→ Text
..........

All programs were compiled with the -O2 level of optimization.
Working with the matrices, one must decide how to store them in memory. First way suggests using dynamic one dimensional flat vectors. Matrix elements in this case are accessible with the function or overloaded operator () taking as arguments row and column number. E.g. getElem(X,i,j) or X(i,j). Second way suggests using dynamic two dimensional arrays. In this case X[i] is a vector of pointers containing the addresses of matrix’s rows and X[i][j] is an element of matrix. First way is considered to be slightly faster as the data occupy continues space in memory. But for an adaptive controller second way is more suitable, because in this case matrix X must be renewed with every next step in time. Old data must be removed and new once added. With the flat vector all elements counted with thousands will be moved within this vector from the end to the beginning. But with the two-dimensional array only pointers counted with tens will be moved.
3.2. Comparison of Code Using Library Functions and Code Using Direct Operstion with the Matrices
To compare time consumption for LSQ 3 programs were written. The first used function dgel from the lapack library, the second used function gsl_linalg_QR_lssolve from the gnu scientific library and the third realized equation (1) using self-written functions for matrix multiplication and inversion. Time consumption for the calculations was found out as the difference between the time measured before and after the calculations. To measure time the function clock_gettime was used.
Time consumption were determined with the matrices of the following dimensions MxN: 2×40, 3×60, 4×80, 5×100, 6×120, 7×140, 8×160 and 10×200. Objects of higher orders require more experimental points. But this does not mean that to evaluate parameters of the for example 4 order object, one must use exactly 80 experimental points. It is just an average value.
The matrix X and vector Y were filled with the random numbers because we need to get not the results of LSQ-evaluation but only time consumption for getting them.
Calculations for each program and for each dimension were repeated 5 times. Maximum and minimum were removed and out of the rest three measures, an average value was calculated. To run programs, calculate time consumption and to make plots the special script in Python language was written. The resulting plots with the time consumption against object order are shown in Figure 1 for CubieBoard3 and Figure 2 for Odroid-C2.
Figure 1: Time consumption for LSQ parameter estimation against object’s order by the programs with the double precision numbers on CubieBoard-3.
The plots in Figures 1 and 2 show that the program that uses matrix operations takes less time then library functions for the tasks of small dimensions. But this program must be rearranged in order further to improve its efficiency.
First, decision must be made is there any sense to replace the double precision variables with the single precision variables or with the fixed-point ones.
3.3. Time consumption for Carring out Arithmetic Operations
For this purpose, it will be useful to find out how many time take arithmetic operations with the operands of the different types. And proper program with the three operands expression was written and run on CubieBoard-3 and Odroid-C2 computers:
a = b # c
where # in turn is + – * and /; b=2; c=3.
The results are shown in Table 1.

..........

→ Material provided
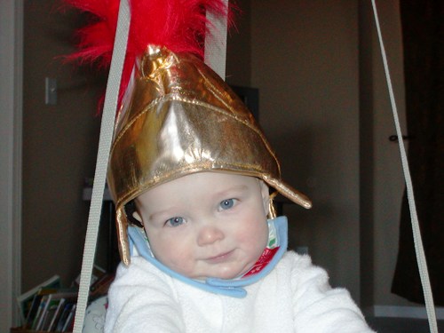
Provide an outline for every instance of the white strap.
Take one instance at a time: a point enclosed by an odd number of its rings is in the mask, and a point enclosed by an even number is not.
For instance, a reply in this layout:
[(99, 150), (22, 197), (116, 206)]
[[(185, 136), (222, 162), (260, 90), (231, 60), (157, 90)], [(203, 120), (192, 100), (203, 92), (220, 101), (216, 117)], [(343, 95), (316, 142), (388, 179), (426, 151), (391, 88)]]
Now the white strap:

..........

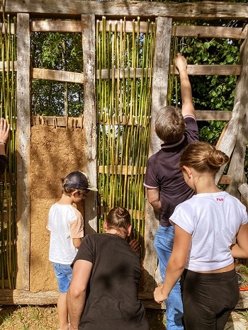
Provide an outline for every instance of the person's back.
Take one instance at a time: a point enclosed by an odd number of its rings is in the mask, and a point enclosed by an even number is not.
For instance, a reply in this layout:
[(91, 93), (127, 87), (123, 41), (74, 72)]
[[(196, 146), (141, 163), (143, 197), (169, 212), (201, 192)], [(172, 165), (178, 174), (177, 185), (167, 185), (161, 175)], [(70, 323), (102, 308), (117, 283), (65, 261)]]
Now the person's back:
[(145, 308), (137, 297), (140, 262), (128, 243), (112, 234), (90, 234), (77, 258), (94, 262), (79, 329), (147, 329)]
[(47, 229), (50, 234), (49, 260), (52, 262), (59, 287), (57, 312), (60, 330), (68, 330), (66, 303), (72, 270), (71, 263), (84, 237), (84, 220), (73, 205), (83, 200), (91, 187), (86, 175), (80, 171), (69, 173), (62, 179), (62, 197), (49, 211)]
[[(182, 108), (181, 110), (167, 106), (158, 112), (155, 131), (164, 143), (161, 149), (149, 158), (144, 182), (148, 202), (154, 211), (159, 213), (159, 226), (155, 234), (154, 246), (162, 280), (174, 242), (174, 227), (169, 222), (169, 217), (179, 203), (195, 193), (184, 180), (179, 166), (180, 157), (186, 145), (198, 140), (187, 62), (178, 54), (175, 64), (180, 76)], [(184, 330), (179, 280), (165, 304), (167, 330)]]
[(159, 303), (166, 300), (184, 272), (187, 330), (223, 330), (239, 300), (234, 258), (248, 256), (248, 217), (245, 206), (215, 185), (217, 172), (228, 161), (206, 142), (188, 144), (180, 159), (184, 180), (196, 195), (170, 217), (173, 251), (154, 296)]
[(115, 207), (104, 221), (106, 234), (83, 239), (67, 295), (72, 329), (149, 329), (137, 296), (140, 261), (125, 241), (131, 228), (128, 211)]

..........

→ Work to do
a - In the text on timing least-squares calculations, which function was used to measure time?
b - Continue the text on timing least-squares calculations from the point where it stops.
The records have nothing to do with what is asked here.

→ Answers to the tasks
a - The function clock_gettime was used.

b -
Figure: 2. Time consumption for LSQ parameter estimation against object’s order by the programs with the double precision numbers on Odroid-C2.
Table 1: Time Consumption in μs for Carrying out 1000 Operations on Single-Board Computers CubieBoard 3 and Odroid-C2
Variable type | Operation | |||
Addition | Subtraction | Multiplication | Division | |
CubieBoard-3 | ||||
int | 13,5 | 13,5 | 14,6 | 30,2 |
long | 13,5 | 13,5 | 14,6 | 30,3 |
float | 14,6 | 14,6 | 14,6 | 29,2 |
double | 14,6 | 14,6 | 17,7 | 43,8 |
Odroid-C2 | ||||
int | 7,1 | 7,1 | 8,5 | 8,5 |
long | 7,1 | 7,1 | 9,1 | 8,5 |
float | 9,8 | 9,8 | 9,8 | 15,6 |
double | 9,8 | 9,8 | 9,8 | 21,5 |
As Table 1 shows, the time consumption for processing integer variables is less than the time for processing floating point variables by 8% for armv7 and 28% for amrv8. But realization of LSQ in adaptive controller requires support of numbers in wide range of values. For example, parameter evaluation of the 3 order object using the experimental results where input varies between 0.0 and 1.0 and output between 0.0 and 200.0 will give values in the intermediate matrices varying from 1.0e-3 to 1.0e6. Obviously, integer values can’t be used for such computing.
Time consumption for single precision and double precision floating point variables is identical for addition, subtraction and multiplication at both platforms. But division takes considerably more time especially for double precision variables.
3.4. Using Single Precision Variables and Parallelism of Code
Time consumption of the program depends not only on time required for the computing but also on cache misses [13]. Float variable takes 4 bytes and double takes 8 bytes. That means that the processor’s cache can hold more data in case of float variables and so, cache misses will be met less often.
There is one more reason to use variables of single-precision:
- The vector unit of ARM-CORTEX-A (ARMv7) processes only single-precision floating-point numbers, and vectorization is a significant source of increasing program efficiency.
- Microcontrollers STM32 has hardware support only for single precision, and software emulation of double precision is rather slow.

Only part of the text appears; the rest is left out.